ARM OpenStack API/Dashboard calls are very slow

Bug #1664764 reported by Raghuram Kota on 2017-02-14
14
This bug affects 1 person
Affects Status Importance Assigned to Milestone
horizon (Ubuntu)
Medium
Ryan Beisner

Bug Description

dann frazier (dannf) on 2016-12-23 :

I'm using openstack-base deployed on an arm64-only MAAS (xenial/newton). Both the CLI and dashboard are very slow to respond. CLI commands (e.g. nova list) take about 15s to complete. Logging into the dashboard takes more than 30s. 'top' shows plenty of available CPU/memory on the dashboard node.

Note: This isn't new - it is something we've observed with previous versions of Ubuntu OpenStack as well, but haven't yet gotten to the bottom of it.

Raghuram Kota (rkota) wrote :

Ryan Beisner (1chb1n) wrote on 2017-01-26:

Without scientific data at this point, I can confirm that every CLI/API call I make on a freshly-deployed Xenial-Mitaka arm64 cloud is noticeably sluggish compared with x86 deploys, where the x86 machines are 6 years old, have 75% of the RAM, and less than half the advertised cores.

This is worth profiling without OpenStack in the mix.

I'd like to have HWCERT or Server Team or Kernel Team to provide system performance profiling methodology info (presuming there is an existing approach). Then I'd like to exercise that on these arm64 machines and the x86 machines, then compare to get baseline info (again, absent OpenStack).

**To do:**
Please continue the bug report thread about slow OpenStack API and dashboard calls on ARM, picking up after its last comment.

**Supplied entries:**

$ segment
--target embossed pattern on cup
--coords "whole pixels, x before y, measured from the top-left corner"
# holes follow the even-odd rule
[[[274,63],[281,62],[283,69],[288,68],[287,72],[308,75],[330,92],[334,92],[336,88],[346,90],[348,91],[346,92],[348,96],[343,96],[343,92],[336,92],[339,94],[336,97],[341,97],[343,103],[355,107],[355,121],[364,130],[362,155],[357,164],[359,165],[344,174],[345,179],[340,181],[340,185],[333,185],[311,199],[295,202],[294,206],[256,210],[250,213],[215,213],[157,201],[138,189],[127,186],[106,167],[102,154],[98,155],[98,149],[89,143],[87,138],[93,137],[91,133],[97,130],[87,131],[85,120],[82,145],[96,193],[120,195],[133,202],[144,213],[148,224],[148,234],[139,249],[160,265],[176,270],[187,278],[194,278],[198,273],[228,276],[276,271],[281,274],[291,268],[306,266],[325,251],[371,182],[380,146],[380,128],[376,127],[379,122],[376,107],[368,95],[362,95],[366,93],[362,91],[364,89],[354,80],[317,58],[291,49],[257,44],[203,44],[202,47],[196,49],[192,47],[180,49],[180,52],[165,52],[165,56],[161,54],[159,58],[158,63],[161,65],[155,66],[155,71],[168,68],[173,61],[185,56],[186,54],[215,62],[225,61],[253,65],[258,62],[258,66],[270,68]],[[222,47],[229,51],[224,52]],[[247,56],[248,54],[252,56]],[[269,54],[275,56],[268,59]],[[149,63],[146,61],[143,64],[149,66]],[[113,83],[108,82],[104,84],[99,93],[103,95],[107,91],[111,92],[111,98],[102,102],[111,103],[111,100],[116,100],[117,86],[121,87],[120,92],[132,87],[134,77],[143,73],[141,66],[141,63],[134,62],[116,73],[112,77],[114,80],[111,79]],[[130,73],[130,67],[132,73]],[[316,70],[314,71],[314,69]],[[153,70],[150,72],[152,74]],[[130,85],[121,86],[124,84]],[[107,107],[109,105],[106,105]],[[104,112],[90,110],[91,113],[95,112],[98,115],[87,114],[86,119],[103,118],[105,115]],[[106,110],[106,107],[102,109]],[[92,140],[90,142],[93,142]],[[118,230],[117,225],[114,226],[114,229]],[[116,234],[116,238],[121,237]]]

**Expected answer:**
@raghu: please see if you can gather info from other teams and direct that info here. TIA!

Raghuram Kota (rkota) wrote :

Ryan Beisner (1chb1n) wrote on 2017-01-26:

For example, this should not take 19s on a cloud with no tenants, no instances, 1 image, and light system resource allocation per-node:

`time glance image-list`
+--------------------------------------+--------+
| ID | Name |
+--------------------------------------+--------+
| 0d66c03c-fe4c-4d26-bfac-74ecb55735ab | xenial |
+--------------------------------------+--------+

real 0m19.580s
user 0m0.888s
sys 0m0.068s

.

`time nova list`
jenkins@juju-osci1-machine-6:~/temp/openstack-charm-testing$ time nova list
+----+------+--------+------------+-------------+----------+
| ID | Name | Status | Task State | Power State | Networks |
+----+------+--------+------------+-------------+----------+
+----+------+--------+------------+-------------+----------+

real 0m11.833s
user 0m1.028s
sys 0m0.076s

Raghuram Kota (rkota) wrote :

dann frazier (dannf) wrote on 2017-01-26: Re: [Bug 1652377] Re: API calls are very slow :

On Wed, Jan 25, 2017 at 6:31 PM, Ryan Beisner
<email address hidden> wrote:
> Without scientific data at this point, I can confirm that every CLI/API
> call I make on a freshly-deployed Xenial-Mitaka arm64 cloud is
> noticeably sluggish compared with x86 deploys, where the x86 machines
> are 6 years old, have 75% of the RAM, and less than half the advertised
> cores.
>
> This is worth profiling without OpenStack in the mix.

Do you know of a way to reproduce it without OpenStack in the mix?

  -dann

Raghuram Kota (rkota) wrote :

Billy Olsen (billy-olsen) wrote on 2017-02-13:

If we think this is a python performance issue, it might be beneficial to get some data running the python performance suite - which is available here https://github.com/python/performance. Also, its likely we should target this at the Python Ubuntu package to see if there's some compile time optimizations that can be done for the python interpreter.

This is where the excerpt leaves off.